Pointing and labeling entries:
__________
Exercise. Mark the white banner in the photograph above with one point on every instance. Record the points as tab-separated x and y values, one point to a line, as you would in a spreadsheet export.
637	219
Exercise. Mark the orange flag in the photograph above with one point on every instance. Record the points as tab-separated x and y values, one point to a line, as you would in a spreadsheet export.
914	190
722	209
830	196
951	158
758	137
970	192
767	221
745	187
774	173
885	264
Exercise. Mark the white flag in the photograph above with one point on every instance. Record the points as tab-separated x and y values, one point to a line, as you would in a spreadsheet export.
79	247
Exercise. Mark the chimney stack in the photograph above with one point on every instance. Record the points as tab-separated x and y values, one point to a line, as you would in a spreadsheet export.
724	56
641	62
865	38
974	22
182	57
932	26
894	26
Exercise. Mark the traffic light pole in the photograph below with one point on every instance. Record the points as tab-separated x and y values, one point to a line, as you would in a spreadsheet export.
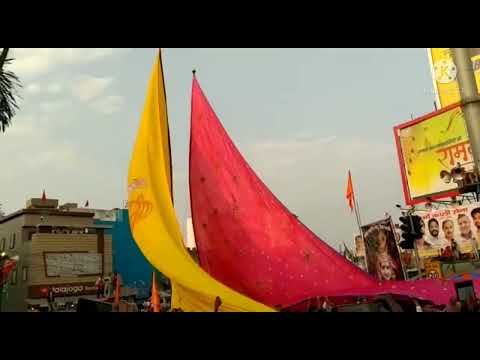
470	98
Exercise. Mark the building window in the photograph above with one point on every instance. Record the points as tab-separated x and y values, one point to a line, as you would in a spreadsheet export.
12	241
25	273
14	277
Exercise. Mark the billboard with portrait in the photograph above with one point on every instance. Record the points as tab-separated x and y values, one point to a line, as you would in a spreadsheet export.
382	254
444	74
428	149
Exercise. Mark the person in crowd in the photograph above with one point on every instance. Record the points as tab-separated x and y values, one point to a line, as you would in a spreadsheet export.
218	303
422	242
434	231
467	237
99	285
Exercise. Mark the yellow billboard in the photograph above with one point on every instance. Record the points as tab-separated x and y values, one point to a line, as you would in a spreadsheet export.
429	145
433	269
444	74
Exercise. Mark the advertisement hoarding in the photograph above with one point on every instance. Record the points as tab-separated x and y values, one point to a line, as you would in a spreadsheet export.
428	147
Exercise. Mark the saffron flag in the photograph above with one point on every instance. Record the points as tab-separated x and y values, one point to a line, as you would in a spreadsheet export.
349	194
118	290
152	216
246	238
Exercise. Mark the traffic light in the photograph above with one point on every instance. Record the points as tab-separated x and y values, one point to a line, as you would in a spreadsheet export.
411	230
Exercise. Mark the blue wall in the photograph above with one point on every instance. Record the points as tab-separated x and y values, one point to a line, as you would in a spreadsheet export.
128	260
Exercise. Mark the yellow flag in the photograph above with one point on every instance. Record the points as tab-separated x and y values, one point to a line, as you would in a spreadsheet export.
152	217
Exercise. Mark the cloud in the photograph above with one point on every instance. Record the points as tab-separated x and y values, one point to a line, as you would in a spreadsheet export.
35	62
109	104
87	88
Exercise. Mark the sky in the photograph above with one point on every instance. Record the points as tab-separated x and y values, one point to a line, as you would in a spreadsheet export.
301	117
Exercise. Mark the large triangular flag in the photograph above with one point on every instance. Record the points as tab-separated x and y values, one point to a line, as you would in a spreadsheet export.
156	304
349	194
152	217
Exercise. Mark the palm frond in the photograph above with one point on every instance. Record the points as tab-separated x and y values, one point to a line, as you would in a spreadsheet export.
9	84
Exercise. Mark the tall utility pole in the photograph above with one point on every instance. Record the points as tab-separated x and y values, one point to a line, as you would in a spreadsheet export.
470	98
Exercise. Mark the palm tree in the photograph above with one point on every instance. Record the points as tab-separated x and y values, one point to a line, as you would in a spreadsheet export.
9	83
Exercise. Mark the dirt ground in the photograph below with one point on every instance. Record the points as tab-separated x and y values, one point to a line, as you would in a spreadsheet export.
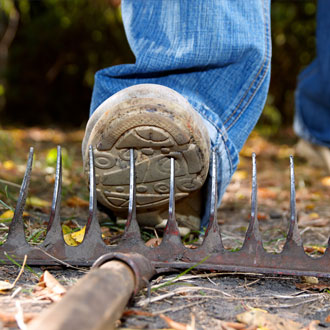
207	298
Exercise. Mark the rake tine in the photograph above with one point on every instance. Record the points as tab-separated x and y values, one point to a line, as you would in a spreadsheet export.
55	211
132	229
252	235
293	232
93	229
16	228
171	232
54	234
327	251
212	239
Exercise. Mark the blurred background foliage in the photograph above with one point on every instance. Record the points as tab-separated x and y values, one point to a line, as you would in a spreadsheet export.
50	50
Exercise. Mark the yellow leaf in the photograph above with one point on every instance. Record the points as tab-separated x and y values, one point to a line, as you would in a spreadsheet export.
66	229
326	181
78	236
4	286
73	238
37	202
69	240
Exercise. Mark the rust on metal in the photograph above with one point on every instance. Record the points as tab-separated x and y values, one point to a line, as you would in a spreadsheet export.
171	253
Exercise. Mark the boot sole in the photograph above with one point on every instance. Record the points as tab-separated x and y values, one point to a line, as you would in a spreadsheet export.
157	129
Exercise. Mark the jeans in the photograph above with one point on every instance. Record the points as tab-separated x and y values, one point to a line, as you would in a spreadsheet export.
312	116
216	53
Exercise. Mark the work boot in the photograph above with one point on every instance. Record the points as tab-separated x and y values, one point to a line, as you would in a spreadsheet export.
158	123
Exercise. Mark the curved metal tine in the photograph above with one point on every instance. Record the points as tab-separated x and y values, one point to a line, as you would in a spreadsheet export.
171	230
54	218
252	234
16	228
132	229
212	235
293	232
327	251
93	229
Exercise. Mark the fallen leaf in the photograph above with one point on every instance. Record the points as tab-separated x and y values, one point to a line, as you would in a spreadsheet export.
264	320
137	312
312	286
153	242
310	279
312	326
37	202
76	201
49	287
73	238
314	248
177	325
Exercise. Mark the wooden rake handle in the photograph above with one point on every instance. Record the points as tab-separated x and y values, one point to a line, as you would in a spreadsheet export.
98	299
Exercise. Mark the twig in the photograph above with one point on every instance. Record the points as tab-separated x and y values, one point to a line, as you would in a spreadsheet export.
176	308
251	283
290	305
143	302
63	262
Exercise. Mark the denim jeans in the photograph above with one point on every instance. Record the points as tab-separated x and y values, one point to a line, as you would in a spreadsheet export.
312	116
216	53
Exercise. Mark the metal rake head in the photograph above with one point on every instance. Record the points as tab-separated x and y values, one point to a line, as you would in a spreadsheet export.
171	253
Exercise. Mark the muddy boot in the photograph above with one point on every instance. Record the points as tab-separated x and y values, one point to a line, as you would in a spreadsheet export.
159	124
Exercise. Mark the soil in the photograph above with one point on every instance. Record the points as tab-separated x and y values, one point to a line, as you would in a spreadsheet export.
206	296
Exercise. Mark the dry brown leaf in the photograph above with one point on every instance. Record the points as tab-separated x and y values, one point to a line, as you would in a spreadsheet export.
9	321
177	325
5	286
312	286
310	279
49	287
314	248
76	201
263	319
129	312
233	325
311	326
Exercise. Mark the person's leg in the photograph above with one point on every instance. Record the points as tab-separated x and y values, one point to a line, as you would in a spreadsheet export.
215	53
312	116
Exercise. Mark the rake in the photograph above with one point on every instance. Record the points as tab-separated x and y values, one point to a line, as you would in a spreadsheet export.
171	254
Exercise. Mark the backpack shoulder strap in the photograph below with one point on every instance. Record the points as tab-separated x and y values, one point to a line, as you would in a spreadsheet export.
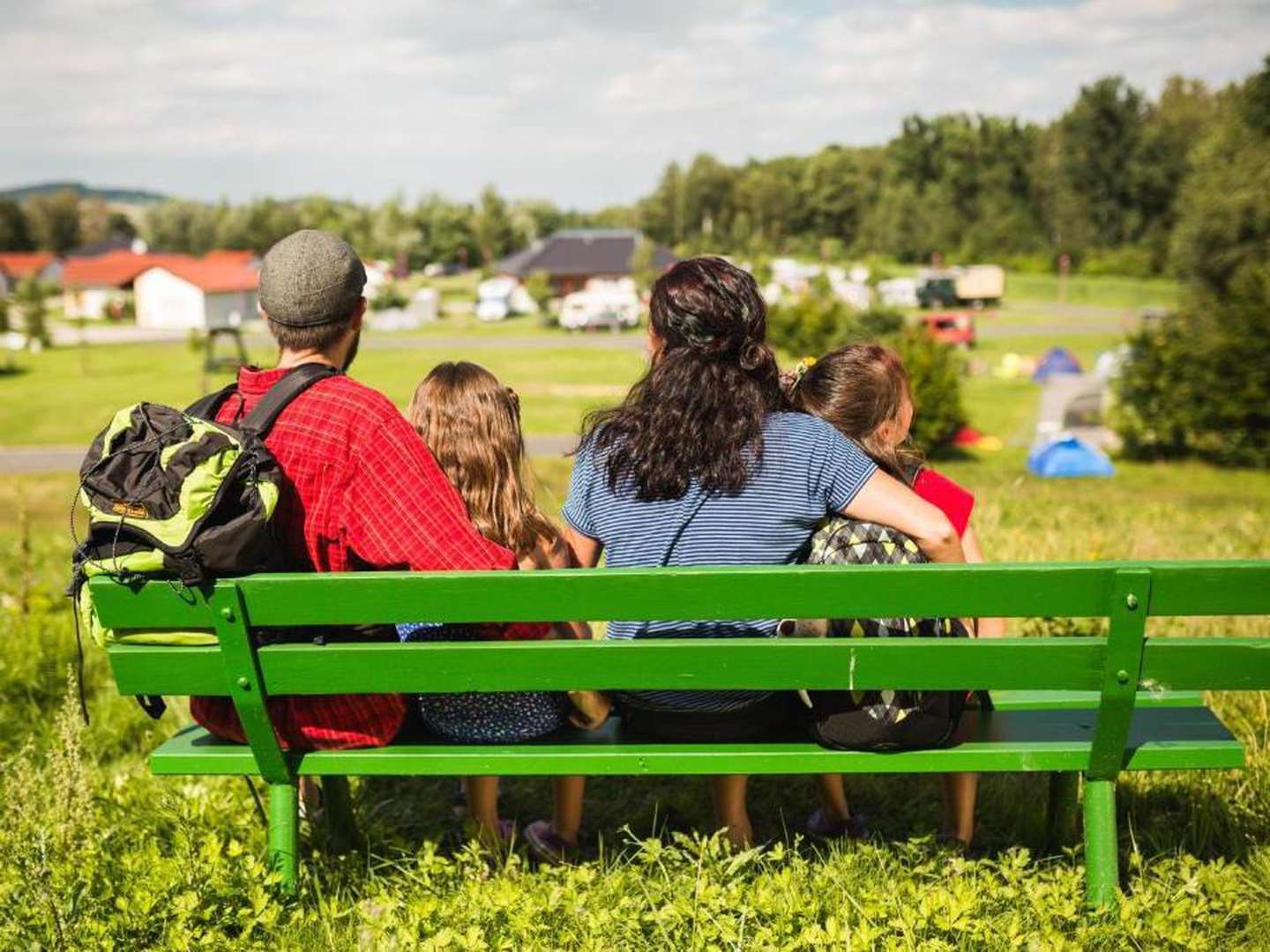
260	419
207	406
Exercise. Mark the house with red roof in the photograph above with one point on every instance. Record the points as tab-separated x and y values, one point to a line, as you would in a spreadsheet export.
215	291
98	287
16	265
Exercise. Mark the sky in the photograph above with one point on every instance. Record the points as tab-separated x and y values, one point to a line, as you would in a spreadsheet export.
582	103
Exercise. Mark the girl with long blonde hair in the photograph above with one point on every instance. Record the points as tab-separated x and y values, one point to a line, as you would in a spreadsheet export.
471	423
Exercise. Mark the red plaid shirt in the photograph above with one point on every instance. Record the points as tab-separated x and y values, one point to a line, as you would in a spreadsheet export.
361	492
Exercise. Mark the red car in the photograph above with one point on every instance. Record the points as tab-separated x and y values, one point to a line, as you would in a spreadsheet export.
955	328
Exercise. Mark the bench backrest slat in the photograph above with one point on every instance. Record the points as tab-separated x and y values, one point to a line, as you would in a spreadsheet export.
1027	664
1116	666
1070	591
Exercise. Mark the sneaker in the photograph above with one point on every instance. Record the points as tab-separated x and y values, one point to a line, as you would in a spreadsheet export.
549	847
822	829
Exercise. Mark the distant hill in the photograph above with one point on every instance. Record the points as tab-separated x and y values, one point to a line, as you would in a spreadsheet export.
118	196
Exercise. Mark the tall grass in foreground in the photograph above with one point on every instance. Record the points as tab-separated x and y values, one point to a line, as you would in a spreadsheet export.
95	853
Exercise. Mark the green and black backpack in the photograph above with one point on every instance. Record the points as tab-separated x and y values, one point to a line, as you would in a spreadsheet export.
175	495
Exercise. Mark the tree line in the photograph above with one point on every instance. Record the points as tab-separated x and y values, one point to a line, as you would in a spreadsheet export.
1100	184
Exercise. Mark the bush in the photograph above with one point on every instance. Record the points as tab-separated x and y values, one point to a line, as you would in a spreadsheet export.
1198	383
935	376
818	323
29	297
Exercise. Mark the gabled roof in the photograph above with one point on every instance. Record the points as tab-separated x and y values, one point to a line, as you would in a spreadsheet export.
230	254
115	270
95	249
216	273
23	264
582	251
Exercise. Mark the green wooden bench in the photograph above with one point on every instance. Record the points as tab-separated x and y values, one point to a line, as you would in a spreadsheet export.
1068	706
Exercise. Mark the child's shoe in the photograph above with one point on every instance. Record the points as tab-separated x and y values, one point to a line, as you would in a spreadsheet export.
549	847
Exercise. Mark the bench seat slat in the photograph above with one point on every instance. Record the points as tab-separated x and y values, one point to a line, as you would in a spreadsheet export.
1056	700
1162	738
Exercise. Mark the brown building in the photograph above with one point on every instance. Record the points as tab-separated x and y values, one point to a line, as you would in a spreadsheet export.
573	257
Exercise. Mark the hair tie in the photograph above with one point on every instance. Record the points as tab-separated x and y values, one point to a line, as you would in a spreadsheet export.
805	365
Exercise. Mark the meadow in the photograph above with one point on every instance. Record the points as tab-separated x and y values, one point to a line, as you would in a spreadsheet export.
94	853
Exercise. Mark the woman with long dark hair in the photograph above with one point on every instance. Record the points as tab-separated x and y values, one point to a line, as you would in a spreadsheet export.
701	465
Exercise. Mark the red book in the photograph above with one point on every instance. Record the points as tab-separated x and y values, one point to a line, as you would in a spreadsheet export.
954	502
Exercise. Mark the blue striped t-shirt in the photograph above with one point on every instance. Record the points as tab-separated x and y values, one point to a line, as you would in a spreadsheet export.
808	471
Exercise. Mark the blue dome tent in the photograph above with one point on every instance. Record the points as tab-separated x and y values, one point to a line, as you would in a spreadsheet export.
1057	360
1067	457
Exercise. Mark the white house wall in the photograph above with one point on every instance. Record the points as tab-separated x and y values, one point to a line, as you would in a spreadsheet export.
__________
--- WHAT YOU ARE ASKED TO DO ---
Starting at the line that contains "Exercise. Mark the brown", print every line through the end of the listing, word for word. Leave out all the rest.

--- TASK RESPONSE ---
Exercise. Mark the brown building in the photograph above with one point on every instance. Record the points as tab-separated x and y values, one point to a line, as you would in a spreadsheet export.
573	257
Exercise. Mark the hair tie in the photograph above with one point on every instance. Record the points as tab-separated x and y values, one point to a line, as you would in a spreadsheet export.
805	365
Exercise. Mark the meadow in the photograph above with one point on every instance. Record the points as tab-separated x and y values, one point to a line, as you would in a spreadsheet export.
94	853
Exercise. Mark the woman with long dark hair in the photograph above with one point on every instance. Record the points as tab-separated x and y values, one point to a line, as you would in a spreadsheet export.
701	465
Exercise. Mark the red book in the photograph above with one point on every instance. Record the points as tab-separated x and y values, one point to a line, as you would in a spreadsheet export.
954	502
Exercise. Mark the blue striped t-shirt in the photograph above with one point on every instance. Record the points as tab-separated x and y values, one point to a line, as you would in a spreadsheet export.
808	471
Exercise. Mark the blue dome tent in the photograph above with one point on every instance. Record the points as tab-separated x and y values, one point to a line, as you would in a spreadsheet export.
1057	360
1067	457
Exercise. Mark the white house wall in the photograph above with one point on every instance. Record the points as tab-separated x and y values, one point to a line, as you would in a spreadsheet export.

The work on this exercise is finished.